Rewrite the records starting with the line that contains "of the seated" and going on through the end of the records, replacing "seated" with "sitting" and changing nothing else.
** start of Exercise data **
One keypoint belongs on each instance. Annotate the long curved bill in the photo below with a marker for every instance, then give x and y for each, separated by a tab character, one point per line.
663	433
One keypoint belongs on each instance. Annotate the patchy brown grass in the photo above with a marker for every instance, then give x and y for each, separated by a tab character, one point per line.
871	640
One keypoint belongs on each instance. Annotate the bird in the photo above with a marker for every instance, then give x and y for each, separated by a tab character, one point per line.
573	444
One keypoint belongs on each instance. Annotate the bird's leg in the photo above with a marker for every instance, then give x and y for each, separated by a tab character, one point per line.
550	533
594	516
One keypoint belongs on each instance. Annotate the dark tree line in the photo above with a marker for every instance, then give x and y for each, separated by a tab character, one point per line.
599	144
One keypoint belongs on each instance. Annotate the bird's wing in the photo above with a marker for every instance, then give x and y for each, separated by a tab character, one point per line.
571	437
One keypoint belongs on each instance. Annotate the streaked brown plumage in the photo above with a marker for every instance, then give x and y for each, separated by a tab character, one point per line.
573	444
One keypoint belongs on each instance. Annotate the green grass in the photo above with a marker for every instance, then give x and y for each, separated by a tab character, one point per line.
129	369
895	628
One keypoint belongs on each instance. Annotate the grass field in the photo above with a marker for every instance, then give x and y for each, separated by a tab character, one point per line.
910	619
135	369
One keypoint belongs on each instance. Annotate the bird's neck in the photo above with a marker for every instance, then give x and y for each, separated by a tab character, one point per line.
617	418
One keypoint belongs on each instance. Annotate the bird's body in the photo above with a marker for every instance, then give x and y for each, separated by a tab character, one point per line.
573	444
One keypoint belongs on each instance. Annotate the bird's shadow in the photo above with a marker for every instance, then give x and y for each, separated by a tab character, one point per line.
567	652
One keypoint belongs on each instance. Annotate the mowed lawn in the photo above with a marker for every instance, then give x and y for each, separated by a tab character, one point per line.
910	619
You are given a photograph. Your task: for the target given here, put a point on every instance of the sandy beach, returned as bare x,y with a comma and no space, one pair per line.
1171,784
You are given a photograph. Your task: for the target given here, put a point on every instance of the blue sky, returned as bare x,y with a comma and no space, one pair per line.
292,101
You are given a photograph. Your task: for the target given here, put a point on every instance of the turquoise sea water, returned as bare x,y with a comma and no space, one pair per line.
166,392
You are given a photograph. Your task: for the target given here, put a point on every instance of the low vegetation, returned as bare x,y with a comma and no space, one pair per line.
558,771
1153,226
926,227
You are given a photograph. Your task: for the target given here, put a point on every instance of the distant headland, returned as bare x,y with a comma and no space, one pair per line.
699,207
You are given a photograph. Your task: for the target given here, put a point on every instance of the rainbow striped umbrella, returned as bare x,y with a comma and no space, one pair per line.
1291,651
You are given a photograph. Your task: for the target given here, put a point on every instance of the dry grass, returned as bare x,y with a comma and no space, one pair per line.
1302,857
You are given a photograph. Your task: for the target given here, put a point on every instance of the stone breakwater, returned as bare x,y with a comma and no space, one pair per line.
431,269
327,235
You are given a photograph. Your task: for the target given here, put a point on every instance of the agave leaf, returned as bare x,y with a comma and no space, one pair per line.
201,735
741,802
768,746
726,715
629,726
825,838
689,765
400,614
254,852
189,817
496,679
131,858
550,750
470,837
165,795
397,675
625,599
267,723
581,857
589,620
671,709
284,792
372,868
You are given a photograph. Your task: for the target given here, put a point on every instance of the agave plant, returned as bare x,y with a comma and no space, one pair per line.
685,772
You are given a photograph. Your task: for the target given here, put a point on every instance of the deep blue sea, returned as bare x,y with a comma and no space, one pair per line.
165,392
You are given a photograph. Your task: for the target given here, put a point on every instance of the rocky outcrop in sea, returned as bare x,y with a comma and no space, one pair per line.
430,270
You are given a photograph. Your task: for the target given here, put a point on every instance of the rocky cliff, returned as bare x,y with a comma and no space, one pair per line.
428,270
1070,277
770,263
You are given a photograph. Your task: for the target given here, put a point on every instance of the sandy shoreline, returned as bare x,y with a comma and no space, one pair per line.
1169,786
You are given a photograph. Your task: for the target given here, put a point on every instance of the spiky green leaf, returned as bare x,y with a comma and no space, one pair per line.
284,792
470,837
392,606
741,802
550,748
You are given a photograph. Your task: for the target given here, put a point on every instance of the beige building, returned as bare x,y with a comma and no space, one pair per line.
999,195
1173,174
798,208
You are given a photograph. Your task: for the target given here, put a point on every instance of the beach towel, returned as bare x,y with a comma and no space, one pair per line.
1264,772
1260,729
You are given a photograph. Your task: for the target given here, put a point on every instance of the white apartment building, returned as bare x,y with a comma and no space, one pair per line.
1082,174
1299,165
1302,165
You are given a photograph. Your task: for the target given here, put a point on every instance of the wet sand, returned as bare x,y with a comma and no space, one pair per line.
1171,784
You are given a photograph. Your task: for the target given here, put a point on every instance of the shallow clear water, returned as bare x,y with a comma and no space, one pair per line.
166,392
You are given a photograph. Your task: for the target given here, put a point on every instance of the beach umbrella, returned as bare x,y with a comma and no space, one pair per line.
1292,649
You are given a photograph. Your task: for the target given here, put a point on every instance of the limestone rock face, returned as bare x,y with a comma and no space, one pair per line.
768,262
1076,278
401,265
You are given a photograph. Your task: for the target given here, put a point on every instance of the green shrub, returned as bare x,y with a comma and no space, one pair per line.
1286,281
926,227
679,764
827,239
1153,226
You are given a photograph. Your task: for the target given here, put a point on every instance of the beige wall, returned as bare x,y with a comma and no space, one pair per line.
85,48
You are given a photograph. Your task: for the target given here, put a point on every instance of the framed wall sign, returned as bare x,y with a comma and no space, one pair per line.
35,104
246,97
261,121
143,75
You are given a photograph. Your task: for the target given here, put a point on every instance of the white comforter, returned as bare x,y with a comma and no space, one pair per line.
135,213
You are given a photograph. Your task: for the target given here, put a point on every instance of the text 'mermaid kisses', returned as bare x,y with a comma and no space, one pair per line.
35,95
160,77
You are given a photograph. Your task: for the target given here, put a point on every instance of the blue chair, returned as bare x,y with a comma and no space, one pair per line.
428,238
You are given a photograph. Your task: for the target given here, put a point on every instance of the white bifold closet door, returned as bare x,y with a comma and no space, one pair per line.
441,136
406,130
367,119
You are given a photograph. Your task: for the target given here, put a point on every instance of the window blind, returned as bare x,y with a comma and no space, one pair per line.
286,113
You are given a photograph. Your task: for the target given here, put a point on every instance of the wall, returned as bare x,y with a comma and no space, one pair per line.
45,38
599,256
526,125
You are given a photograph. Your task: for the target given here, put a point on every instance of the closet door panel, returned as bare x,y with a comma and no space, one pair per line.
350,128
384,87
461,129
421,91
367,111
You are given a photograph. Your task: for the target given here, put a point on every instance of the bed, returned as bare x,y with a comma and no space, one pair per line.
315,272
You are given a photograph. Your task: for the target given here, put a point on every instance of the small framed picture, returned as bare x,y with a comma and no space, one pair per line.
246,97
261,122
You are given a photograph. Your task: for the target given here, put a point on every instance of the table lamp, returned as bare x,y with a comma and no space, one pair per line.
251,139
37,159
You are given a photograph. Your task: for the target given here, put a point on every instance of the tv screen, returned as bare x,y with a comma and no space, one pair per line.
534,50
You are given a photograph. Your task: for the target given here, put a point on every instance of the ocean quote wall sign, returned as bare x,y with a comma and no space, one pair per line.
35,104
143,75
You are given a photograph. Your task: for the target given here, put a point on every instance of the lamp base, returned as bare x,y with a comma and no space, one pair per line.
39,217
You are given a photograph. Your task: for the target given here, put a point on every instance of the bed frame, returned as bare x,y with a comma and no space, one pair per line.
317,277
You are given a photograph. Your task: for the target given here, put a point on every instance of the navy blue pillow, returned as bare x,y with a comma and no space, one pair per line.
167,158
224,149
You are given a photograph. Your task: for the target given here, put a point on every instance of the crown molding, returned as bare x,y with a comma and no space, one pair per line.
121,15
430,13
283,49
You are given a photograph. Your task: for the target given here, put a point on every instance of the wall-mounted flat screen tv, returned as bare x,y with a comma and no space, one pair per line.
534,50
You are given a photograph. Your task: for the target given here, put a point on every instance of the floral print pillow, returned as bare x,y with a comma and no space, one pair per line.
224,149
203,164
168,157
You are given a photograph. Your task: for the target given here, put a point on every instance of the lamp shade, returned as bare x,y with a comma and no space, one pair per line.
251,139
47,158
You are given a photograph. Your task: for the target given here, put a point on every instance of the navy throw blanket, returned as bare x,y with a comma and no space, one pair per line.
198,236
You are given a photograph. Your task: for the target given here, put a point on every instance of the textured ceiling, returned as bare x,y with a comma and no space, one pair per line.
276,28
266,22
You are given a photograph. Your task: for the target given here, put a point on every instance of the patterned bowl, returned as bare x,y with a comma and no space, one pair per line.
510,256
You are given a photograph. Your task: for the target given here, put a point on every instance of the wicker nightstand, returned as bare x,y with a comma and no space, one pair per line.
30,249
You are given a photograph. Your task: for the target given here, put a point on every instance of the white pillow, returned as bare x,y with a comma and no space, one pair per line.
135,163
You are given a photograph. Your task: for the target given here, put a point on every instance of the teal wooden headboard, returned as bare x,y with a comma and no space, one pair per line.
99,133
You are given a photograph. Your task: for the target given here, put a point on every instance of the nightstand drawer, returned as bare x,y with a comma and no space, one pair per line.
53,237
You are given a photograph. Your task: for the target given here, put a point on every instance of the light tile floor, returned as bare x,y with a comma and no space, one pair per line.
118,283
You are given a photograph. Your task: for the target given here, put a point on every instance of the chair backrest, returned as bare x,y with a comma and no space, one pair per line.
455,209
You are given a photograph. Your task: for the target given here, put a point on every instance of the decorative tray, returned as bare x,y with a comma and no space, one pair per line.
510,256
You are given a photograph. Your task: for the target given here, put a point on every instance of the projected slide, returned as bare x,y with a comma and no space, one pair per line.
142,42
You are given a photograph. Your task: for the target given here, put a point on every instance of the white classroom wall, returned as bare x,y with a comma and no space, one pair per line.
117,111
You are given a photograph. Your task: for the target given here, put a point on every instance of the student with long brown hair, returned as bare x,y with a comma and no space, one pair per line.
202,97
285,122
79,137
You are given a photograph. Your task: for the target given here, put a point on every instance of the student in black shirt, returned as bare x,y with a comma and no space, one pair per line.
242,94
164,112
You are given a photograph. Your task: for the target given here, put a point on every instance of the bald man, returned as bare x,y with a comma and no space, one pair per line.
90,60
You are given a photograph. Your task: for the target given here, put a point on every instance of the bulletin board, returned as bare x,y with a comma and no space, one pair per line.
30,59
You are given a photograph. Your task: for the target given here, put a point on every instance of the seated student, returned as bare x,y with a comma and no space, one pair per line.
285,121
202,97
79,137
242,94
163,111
** end of Exercise data **
Exercise result:
You are given a photograph. Your task: for the target given here, put a point on every instance of the sitting student, returned as bare x,y with a comma and no space, one pair per line.
285,121
202,97
79,137
242,94
163,111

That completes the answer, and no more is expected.